== REQUEST ==
Reproduce the text of the items below word for word, omitting the pictures.

(Point labeling examples)
.....

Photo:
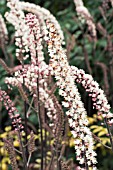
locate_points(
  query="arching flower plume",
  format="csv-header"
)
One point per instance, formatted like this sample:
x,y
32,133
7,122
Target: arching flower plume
x,y
31,30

.....

== RESPONSE ==
Photo:
locate_points(
  query="arching flower plume",
  format="csv-header"
)
One point per instance, formatted like this sample:
x,y
32,133
7,122
Target: arching flower plume
x,y
31,30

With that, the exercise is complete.